Copy every one of the lines below word for word, without changing anything.

## BEGIN PROVIDED ENTRIES

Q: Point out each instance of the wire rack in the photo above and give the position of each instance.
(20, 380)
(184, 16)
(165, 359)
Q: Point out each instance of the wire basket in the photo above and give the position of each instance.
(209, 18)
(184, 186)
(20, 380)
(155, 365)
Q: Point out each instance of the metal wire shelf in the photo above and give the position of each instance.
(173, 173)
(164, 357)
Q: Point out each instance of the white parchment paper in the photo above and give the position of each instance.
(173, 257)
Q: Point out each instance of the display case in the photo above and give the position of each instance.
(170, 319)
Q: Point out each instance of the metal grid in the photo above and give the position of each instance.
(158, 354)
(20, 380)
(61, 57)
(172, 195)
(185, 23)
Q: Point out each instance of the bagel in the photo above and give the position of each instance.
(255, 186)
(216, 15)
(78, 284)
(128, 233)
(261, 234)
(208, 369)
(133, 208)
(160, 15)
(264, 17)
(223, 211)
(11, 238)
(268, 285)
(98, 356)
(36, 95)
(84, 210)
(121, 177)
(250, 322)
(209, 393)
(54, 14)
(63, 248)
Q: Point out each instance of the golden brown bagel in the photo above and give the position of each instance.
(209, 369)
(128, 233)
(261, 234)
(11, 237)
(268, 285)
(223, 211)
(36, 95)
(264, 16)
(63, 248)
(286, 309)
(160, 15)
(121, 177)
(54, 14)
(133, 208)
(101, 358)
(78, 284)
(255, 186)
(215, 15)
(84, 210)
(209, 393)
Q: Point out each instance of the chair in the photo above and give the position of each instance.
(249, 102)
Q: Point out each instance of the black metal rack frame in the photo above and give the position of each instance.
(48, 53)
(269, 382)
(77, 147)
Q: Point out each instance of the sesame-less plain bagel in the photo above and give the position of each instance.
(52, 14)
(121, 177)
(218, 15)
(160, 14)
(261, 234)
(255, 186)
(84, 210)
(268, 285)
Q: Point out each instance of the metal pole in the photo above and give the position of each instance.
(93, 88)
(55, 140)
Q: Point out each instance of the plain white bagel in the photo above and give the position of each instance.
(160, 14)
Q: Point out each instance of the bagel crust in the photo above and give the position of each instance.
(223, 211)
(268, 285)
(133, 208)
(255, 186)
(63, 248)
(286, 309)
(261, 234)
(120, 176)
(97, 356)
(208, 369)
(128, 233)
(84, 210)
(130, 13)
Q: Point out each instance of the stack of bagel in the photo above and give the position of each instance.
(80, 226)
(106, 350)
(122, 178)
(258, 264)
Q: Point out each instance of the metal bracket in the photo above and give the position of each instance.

## END PROVIDED ENTRIES

ANSWER IN FULL -
Q: Point out each instance of the wire rack in the photo above and give the position of each instance.
(20, 380)
(184, 16)
(165, 359)
Q: Point out each instance of the wire basket in the photo above and give the position of each instance.
(209, 18)
(184, 186)
(20, 380)
(155, 365)
Q: Point out each instance of the metal wire shelf in the photo above and give the position of each instance.
(173, 173)
(164, 357)
Q: Point out each instance of the white parchment paper in the photo above and give the position of each instance.
(173, 257)
Q: Point out each instance of the display case in the photo above and give the position of each instance.
(170, 319)
Q: Point out each instance of the metal grid in the photo above and give the position of each instance.
(158, 354)
(20, 380)
(61, 57)
(172, 195)
(185, 23)
Q: Point out each instance of the bagel in the photo above and give the position of each instance.
(255, 186)
(216, 15)
(78, 284)
(128, 233)
(261, 234)
(208, 369)
(133, 208)
(160, 15)
(264, 17)
(223, 211)
(11, 238)
(268, 285)
(98, 356)
(36, 95)
(84, 210)
(121, 177)
(250, 322)
(209, 393)
(54, 14)
(63, 248)
Q: Point out each instance of the golden brown bagel in the photo above and give the position of each instance.
(209, 369)
(128, 233)
(261, 234)
(11, 237)
(268, 285)
(223, 211)
(36, 95)
(264, 16)
(63, 248)
(286, 309)
(160, 15)
(121, 177)
(54, 14)
(133, 208)
(101, 358)
(78, 284)
(255, 186)
(215, 15)
(84, 210)
(209, 393)
Q: Point out each instance of the chair in the photo above and give the position of each instance.
(249, 102)
Q: Point out each instance of the black metal rack frame in the photo above and give the position of each instance.
(48, 53)
(269, 382)
(77, 147)
Q: Point out each instance of the sesame-less plain bagel in the photo above and give the position of each instance.
(52, 14)
(121, 177)
(218, 15)
(160, 14)
(261, 234)
(255, 186)
(84, 210)
(268, 285)
Q: Point out each instance of the metal pole in the photo above and give the position of each instance.
(93, 88)
(55, 140)
Q: Point out each instance of the plain white bagel in the photo above and give the position of each instance.
(160, 14)
Q: Point out each instance of the bagel crust in the photo above and give the position of each instance.
(223, 211)
(268, 285)
(133, 208)
(255, 186)
(63, 248)
(286, 309)
(261, 234)
(120, 176)
(97, 356)
(208, 369)
(128, 233)
(84, 210)
(130, 13)
Q: Point out each instance of the stack of bagel in the photo above and give the position of each instance.
(80, 226)
(106, 350)
(122, 178)
(258, 264)
Q: Point out each instance of the metal bracket in the photo above and give the position of each instance.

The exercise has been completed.